▶ [Excerpt to read]:
..........
We're at such a place today. John chapter 4 speaks much louder of God's grace when we review some background information. First, the history between the Jews and Samaritans was vicious, with grievous wrongs having been committed by both groups. Second, this text is full of puns that aren't obvious in an English translation. Consequently, reading English we don't understand why the woman doesn't immediately catch the drift of Jesus' words. Third, we need to know -- without too many gory details -- that nearly everyone at Jesus'time could offer half a dozen reasons why he shouldn't be talking to this woman.

When we delve into the customs of the day, we find that her coming to draw water at noon is a giveaway that she's a social outcast. Women drew the water but certainly not at noon in the heat of the day. She's a Samaritan woman who's an outcast of the Samaritan village, yet the Samaritans as a whole are outcasts from the Jews. So, we've got one ethnic community (the Jews) that throws out what it considers its human garbage (the Samaritans) and that community then points to one of the lowest people on their social register: this woman.

Jesus' conversation with the woman is scandalous. We catch a glimpse of this opinion when Jesus' students return and the scripture says, "They were astonished that he was speaking with a woman" (v. 27).

Jesus reaches out to a person who's least valued in her community. A friend of mine used to say that if Jesus came to our town today, he'd be driving a beat-up, old pick-up truck and the first place he'd go is the tavern. It's Jesus'style as we read the gospels. You'd certainly never guess that by looking at what's become of his church. Don't we all look nice and proper? Jesus, however, reaches out to everyone, not just by what he says, but literally by what he does.
..........
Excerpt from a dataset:
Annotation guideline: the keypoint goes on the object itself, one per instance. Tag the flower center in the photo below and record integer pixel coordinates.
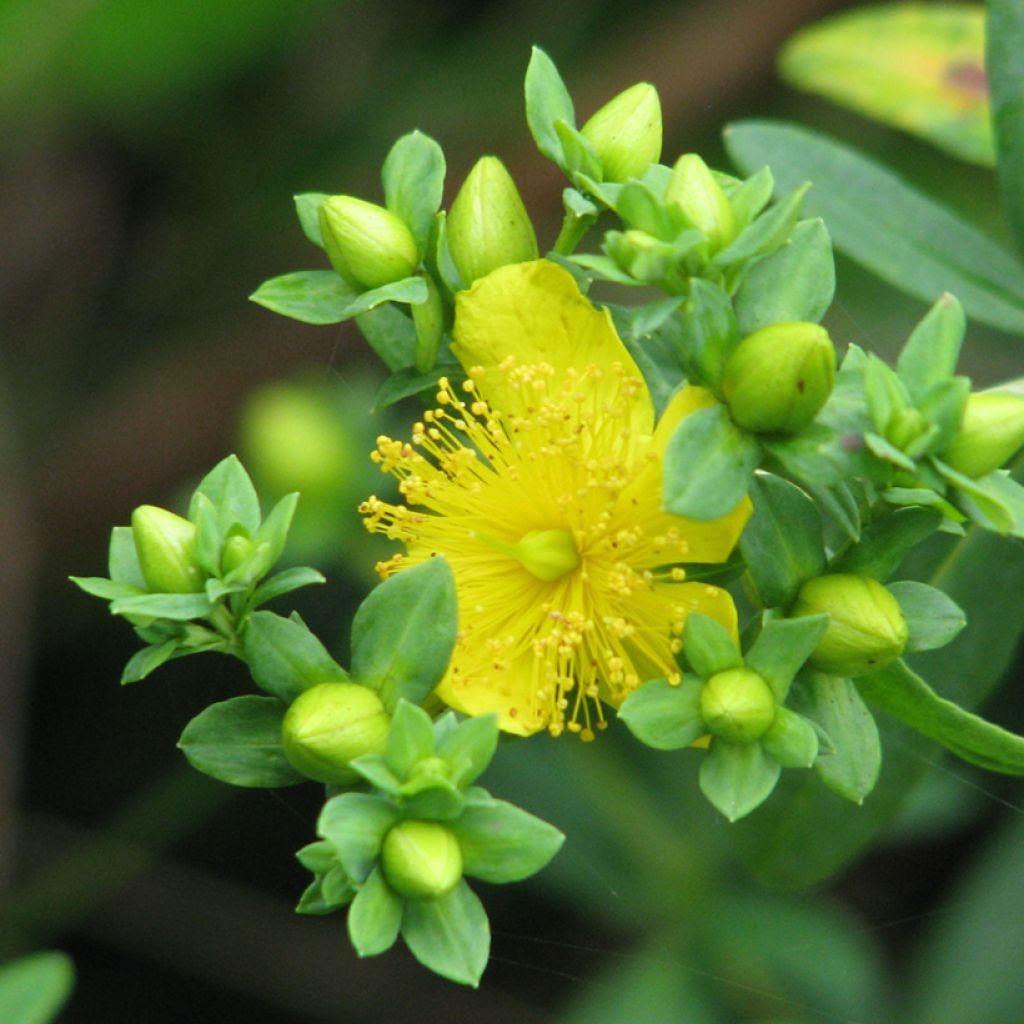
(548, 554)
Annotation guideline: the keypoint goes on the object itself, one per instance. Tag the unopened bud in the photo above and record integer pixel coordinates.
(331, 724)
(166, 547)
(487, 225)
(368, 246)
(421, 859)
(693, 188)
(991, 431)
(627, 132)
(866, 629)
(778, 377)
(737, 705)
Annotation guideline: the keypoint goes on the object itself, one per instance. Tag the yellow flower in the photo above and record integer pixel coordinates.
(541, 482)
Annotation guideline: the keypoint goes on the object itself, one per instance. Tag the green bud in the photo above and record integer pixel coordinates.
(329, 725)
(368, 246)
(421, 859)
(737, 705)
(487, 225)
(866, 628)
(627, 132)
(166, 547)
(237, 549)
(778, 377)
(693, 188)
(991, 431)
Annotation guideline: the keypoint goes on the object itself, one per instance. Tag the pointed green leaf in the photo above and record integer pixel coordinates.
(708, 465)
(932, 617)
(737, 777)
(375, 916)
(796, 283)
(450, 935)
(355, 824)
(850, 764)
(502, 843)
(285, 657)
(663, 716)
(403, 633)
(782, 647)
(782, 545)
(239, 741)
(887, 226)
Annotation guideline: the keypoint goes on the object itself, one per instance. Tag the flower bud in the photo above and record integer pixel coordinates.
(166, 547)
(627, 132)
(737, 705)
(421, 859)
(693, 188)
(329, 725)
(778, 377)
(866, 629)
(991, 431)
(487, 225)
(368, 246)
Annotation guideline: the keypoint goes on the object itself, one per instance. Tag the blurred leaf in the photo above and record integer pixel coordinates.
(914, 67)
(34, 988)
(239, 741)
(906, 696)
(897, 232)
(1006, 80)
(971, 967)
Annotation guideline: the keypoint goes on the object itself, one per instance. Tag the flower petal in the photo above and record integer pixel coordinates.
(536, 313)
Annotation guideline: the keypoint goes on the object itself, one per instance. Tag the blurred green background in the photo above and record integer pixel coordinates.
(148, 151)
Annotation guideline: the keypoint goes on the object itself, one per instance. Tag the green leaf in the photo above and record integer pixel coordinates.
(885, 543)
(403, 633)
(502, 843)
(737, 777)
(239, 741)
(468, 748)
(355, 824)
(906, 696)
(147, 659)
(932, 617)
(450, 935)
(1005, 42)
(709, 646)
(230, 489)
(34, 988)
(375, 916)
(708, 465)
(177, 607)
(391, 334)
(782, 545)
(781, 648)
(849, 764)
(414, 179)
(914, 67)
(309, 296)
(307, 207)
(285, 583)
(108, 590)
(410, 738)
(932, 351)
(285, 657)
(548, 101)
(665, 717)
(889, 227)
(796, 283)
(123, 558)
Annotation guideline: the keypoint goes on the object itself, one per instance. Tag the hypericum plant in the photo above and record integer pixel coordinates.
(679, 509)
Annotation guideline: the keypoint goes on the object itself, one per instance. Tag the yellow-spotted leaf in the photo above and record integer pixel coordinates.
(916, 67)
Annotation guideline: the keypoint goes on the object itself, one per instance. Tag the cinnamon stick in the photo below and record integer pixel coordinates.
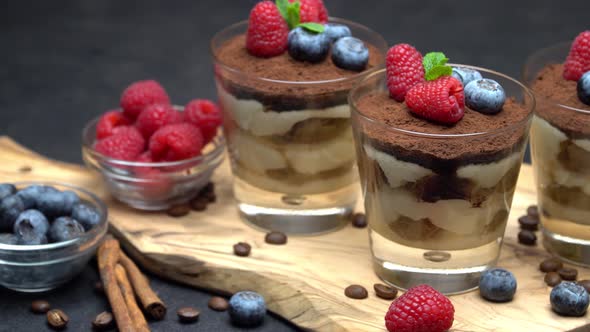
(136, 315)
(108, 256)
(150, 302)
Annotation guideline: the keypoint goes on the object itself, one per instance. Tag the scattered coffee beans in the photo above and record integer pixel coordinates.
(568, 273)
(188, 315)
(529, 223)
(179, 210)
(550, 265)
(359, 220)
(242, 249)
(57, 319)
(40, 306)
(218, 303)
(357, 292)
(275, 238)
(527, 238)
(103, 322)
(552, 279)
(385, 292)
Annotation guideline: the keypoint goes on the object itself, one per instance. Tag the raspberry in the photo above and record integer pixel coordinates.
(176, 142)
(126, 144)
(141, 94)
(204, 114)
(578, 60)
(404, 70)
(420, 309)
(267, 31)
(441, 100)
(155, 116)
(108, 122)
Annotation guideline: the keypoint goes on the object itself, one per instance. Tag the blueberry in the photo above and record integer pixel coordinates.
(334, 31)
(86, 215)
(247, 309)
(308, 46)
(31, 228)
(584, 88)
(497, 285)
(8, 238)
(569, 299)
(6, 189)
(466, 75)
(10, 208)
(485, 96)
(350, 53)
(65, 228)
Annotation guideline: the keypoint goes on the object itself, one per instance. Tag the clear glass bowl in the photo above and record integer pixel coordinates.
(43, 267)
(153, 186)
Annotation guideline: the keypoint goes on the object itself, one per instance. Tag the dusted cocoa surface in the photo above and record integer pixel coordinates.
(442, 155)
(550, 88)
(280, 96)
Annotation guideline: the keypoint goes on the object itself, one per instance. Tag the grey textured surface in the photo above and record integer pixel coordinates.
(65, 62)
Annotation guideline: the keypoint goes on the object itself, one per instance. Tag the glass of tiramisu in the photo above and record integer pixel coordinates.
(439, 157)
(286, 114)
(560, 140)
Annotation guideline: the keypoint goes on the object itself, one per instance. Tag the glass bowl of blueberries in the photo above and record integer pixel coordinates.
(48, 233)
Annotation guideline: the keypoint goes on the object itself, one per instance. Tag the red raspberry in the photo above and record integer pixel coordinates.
..........
In the text on John chapter 4, what detail reveals that the woman is a social outcast?

She comes to draw water at noon, in the heat of the day.